▸ Objective
Which of the lines below contain the word "painted"? Gather each of those lines and copy it out in full.

▸ Record list
--- start ---

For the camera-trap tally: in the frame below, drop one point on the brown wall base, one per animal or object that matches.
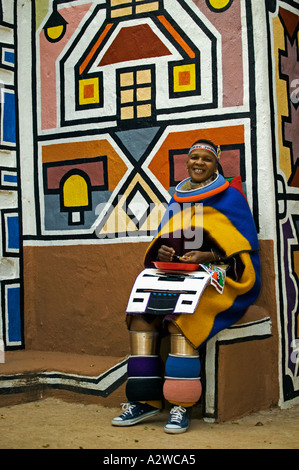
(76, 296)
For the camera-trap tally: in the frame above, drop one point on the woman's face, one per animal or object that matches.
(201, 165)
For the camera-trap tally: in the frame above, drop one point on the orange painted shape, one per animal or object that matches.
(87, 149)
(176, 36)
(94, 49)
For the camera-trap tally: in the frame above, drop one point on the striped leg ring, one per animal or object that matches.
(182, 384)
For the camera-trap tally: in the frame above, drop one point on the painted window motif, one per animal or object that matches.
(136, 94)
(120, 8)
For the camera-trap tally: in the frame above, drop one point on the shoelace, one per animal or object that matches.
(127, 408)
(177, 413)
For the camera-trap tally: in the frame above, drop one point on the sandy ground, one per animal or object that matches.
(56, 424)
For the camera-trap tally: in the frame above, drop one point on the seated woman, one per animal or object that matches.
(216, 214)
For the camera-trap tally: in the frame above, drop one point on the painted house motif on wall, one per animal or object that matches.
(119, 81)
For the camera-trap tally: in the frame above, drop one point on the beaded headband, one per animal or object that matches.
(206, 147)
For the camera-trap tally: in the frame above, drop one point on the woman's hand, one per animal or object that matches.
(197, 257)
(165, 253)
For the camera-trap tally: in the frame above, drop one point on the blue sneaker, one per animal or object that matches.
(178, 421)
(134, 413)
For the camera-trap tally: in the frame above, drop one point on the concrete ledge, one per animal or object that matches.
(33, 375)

--- end ---
--- start ---

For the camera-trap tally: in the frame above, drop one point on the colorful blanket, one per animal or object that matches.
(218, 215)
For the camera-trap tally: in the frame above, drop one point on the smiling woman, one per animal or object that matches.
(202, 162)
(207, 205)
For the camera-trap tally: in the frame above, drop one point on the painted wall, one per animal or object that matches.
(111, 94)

--- end ---

▸ Finished exercise
For the camera-trap tally: in the frame above, drop one point on the orange painted shape, one per animal or object that matches.
For the camera-trap tally: in the frame above, drop one point on the painted window motif, one per animal or object that matches.
For the camera-trap tally: in the frame above, drop one point on the painted house motif on wall, one per animal or object that matches.
For the camera-trap tally: in the frame above, drop one point on the painted wall, one per animal or object that matches.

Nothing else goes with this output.